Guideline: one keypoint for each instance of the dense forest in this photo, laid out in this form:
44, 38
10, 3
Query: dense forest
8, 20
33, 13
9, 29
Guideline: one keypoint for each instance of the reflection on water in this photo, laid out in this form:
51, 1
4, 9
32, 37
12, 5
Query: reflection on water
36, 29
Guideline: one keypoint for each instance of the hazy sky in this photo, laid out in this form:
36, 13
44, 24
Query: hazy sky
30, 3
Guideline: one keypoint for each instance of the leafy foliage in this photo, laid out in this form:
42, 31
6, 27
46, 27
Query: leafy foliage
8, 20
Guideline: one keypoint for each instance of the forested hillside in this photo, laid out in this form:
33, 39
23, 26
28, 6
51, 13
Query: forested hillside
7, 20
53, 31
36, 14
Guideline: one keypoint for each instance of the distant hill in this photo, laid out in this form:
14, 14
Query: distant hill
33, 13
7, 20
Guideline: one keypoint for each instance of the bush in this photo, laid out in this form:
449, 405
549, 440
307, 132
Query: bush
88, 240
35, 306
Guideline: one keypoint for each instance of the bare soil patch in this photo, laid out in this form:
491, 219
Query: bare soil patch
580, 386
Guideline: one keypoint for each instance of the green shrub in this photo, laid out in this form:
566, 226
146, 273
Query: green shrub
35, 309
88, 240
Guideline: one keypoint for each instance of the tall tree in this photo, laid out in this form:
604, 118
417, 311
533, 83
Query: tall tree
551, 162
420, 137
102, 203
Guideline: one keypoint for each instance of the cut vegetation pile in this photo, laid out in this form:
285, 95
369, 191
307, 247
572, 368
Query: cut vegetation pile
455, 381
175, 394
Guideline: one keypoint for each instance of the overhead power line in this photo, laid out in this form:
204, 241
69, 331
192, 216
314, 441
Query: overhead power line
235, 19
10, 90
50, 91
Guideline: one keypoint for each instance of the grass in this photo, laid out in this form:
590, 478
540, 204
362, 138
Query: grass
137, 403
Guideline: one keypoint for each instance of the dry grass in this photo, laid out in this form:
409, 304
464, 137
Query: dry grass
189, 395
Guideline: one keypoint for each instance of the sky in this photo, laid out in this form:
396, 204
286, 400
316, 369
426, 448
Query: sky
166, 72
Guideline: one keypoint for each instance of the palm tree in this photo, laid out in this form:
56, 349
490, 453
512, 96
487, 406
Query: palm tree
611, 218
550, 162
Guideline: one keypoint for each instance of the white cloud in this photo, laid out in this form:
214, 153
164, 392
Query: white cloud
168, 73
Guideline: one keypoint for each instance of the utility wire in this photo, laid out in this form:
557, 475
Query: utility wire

********************

▸ **THE PROBLEM**
All of the lines above must be returned exactly.

▸ **RESULT FOR THIS TASK**
Guideline: one keypoint for each instance of the dense forest in this photo, laid out in this form:
44, 38
10, 3
Query: dense forest
8, 20
33, 13
9, 29
Guideline: one keypoint for each instance of the reflection on water in this photo, laid out in this form:
51, 1
4, 9
32, 37
12, 5
Query: reflection on water
36, 29
Guideline: one keypoint for each instance of the hazy sky in this photo, laid out in this form:
36, 13
44, 24
Query: hazy sky
30, 3
Guideline: one keypoint for each instance of the leafy foliage in this photo, laid out in this form:
42, 31
6, 27
46, 27
Query: leafy foliage
8, 20
Guideline: one keypoint for each instance of the forested hillside in this photo, laid out in this form:
33, 39
23, 26
28, 6
51, 13
Query: forested hillside
7, 20
53, 31
36, 14
Guideline: one keypoint for each instance of the distant hill in this photo, laid out in this form:
14, 14
Query: distant hill
33, 13
7, 20
Guideline: one keypoint for each instance of the bush in this photo, laid out in this form:
449, 405
549, 440
307, 132
Query: bush
88, 240
35, 306
Guideline: one keypoint for each instance of the bare soil patch in this photo, laid out in this form:
491, 219
Query: bare soil patch
580, 386
Guideline: one keypoint for each instance of the green shrub in this photo, laid out in this form:
566, 226
146, 273
Query: green shrub
35, 309
88, 240
Guideline: one keypoint for each instance of the tall tree in this photo, laid out in this form:
604, 118
417, 311
533, 83
Query: tall tree
551, 162
420, 137
102, 203
Guideline: one keypoint for each instance of the cut vegetation pile in this photo, laid out in this form:
285, 95
369, 191
307, 247
572, 368
Query: cut vegetation pile
455, 381
175, 394
Guideline: one keypoint for each instance of the overhead power line in this photo, laid out in this form:
204, 241
69, 331
192, 216
314, 441
Query: overhead power line
235, 19
10, 90
50, 91
Guideline: one keypoint for each instance of the grass in this photo, laid out in this form:
590, 478
540, 204
362, 138
Query: grass
137, 403
Guideline: one keypoint for each instance of the dry grass in this photo, laid out in this form:
409, 304
464, 137
Query: dry grass
189, 395
Guideline: one keypoint for each instance of the sky in this photo, laid out in this form:
396, 204
286, 400
316, 369
426, 448
Query: sky
166, 72
Guideline: one keypoint for each instance of the palm tree in this photo, laid out in this form:
56, 349
490, 453
512, 96
487, 406
Query: palm tree
611, 218
550, 162
Guideline: one keypoint for each instance of the white cloud in this photo, laid out in this form:
214, 153
164, 392
Query: white cloud
168, 73
Guideline: one keypoint for each instance of the utility wire in this photo, laid out in this form:
557, 475
Query: utility wire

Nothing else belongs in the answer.